-- BEGIN Stored records --

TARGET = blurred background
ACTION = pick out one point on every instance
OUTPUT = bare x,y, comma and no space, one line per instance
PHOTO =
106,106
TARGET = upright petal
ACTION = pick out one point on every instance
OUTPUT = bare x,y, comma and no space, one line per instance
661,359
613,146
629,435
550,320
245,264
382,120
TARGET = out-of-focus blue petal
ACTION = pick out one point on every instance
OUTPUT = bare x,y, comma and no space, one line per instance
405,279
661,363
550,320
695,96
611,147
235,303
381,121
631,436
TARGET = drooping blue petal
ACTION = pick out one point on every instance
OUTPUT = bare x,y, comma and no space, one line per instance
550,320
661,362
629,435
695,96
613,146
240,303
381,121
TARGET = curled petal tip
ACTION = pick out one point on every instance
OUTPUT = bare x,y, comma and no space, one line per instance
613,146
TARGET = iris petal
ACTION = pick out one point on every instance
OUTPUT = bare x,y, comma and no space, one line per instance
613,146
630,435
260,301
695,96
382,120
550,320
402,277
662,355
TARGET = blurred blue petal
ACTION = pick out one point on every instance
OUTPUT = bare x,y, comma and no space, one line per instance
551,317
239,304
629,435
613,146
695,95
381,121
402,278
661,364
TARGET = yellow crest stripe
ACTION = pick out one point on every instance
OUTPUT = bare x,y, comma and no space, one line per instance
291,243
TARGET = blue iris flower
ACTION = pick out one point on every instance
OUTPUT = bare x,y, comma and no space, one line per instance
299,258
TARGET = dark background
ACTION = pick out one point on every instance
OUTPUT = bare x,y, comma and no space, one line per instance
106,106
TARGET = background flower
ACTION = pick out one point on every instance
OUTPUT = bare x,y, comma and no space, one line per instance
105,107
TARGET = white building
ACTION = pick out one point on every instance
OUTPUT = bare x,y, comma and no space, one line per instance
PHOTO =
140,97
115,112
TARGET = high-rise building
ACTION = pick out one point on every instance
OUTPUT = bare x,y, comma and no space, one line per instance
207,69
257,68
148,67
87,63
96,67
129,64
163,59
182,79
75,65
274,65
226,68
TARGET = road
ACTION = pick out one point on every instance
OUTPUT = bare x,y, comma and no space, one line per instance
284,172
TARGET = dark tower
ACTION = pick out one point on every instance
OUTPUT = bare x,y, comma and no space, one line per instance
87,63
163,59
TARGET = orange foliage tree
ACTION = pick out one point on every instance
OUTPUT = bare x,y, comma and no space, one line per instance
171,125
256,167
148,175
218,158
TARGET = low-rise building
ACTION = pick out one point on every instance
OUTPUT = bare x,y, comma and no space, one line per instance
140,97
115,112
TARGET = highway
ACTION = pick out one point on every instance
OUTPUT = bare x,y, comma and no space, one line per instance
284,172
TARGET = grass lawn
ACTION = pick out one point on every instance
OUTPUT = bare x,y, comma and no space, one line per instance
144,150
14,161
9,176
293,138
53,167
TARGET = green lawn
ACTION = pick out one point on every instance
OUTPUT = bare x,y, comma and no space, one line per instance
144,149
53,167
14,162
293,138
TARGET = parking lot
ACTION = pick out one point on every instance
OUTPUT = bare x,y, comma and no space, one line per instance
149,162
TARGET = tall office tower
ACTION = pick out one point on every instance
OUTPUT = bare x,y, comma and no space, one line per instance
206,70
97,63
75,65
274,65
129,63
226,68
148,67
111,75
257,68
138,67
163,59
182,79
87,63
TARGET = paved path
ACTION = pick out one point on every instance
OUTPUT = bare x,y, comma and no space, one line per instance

-- END Stored records --

▶ _What needs to be done_:
Please give all the entries above again, swapping "pick out" for "mark" and leaving everything else as it is.

▶ _Task solution_:
TARGET = blurred background
ACTION = mark one point on every instance
OUTPUT = bare x,y, comma and no space, one line per instance
PHOTO =
106,106
TARGET = upright petal
ACTION = mark one point on every instance
OUTPUT = bare x,y, comma and no space, one line per instance
661,359
613,146
629,435
550,320
245,264
382,120
TARGET = out-of-focus blue petal
ACTION = mark one point on every instance
OUTPUT = bare x,y, comma and no space, one line per instance
405,279
661,363
550,320
695,96
611,147
235,303
381,121
631,436
TARGET = drooping blue petal
ACTION = mark one point on every instance
OUTPUT = bare x,y, comma and no space, one line per instance
550,320
661,362
629,435
695,96
613,146
240,303
381,121
TARGET = curled petal tip
ACTION = mark one point on every instance
OUTPUT = bare x,y, comma and no space, one line per instance
613,146
TARGET = iris petal
ACTION = mark one point on every instance
OUTPUT = bare x,y, comma and no space, one line per instance
613,146
630,435
260,301
695,96
382,120
550,320
402,277
662,355
TARGET = blurred blue petal
ACTION = mark one point on every instance
OUTPUT = bare x,y, comma and no space, one line per instance
551,317
239,304
629,435
613,146
695,95
381,121
402,278
661,364
TARGET = yellow crest stripe
ACTION = mark one point on every instance
OUTPUT = bare x,y, comma and no space, one line per instance
291,243
TARGET = blue iris flower
ACTION = mark one point on every instance
OUTPUT = bare x,y, comma and no space, one line per instance
299,258
TARGET = dark background
ACTION = mark one point on every instance
OUTPUT = bare x,y, comma and no space, one line per instance
106,106
TARGET = background flower
ACTION = mark one point on every instance
OUTPUT = bare x,y, comma and no space, one line per instance
105,107
TARGET = white building
ACTION = mark one point on every instance
OUTPUT = bare x,y, comma and no space, one line per instance
PHOTO =
140,97
115,112
TARGET = high-rise building
ACTION = mark one point on every instance
OUTPUT = bare x,y, comma and no space, one line per instance
207,69
257,68
148,67
87,63
96,67
129,64
163,59
182,79
75,65
274,65
226,68
TARGET = road
ACTION = mark one point on every instance
OUTPUT = bare x,y, comma and no space, one line per instance
284,172
TARGET = dark tower
ACTION = mark one point on every instance
OUTPUT = bare x,y, comma and no space, one line per instance
87,63
163,59
TARGET = orange foliage tree
ACTION = mark one point on every instance
OUTPUT = bare x,y, comma and no space, one line per instance
171,125
256,167
148,175
218,158
TARGET = low-rise building
ACTION = mark one point on every instance
OUTPUT = bare x,y, comma and no space, one line per instance
140,97
115,112
TARGET = highway
ACTION = mark one point on every instance
OUTPUT = bare x,y, comma and no space, one line per instance
284,172
TARGET = grass lawn
ACTION = mark one point on every instance
OUTPUT = bare x,y, comma and no space, one line per instance
144,150
14,161
9,176
293,138
53,167
TARGET = green lawn
ACTION = mark one point on every instance
OUTPUT = bare x,y, comma and no space, one line per instance
144,149
53,167
14,162
293,138
TARGET = parking lot
ACTION = mark one point on every instance
OUTPUT = bare x,y, comma and no space, one line per instance
149,162
TARGET = tall office tower
ACTION = mark one point on every instance
OUTPUT = bare x,y, comma and no space, one line per instance
206,70
97,63
75,65
274,65
129,63
226,68
148,67
111,75
257,68
138,67
163,59
182,79
87,63
TARGET = paved path
ACTION = mark one point on every instance
OUTPUT = bare x,y, comma and no space, one line per instance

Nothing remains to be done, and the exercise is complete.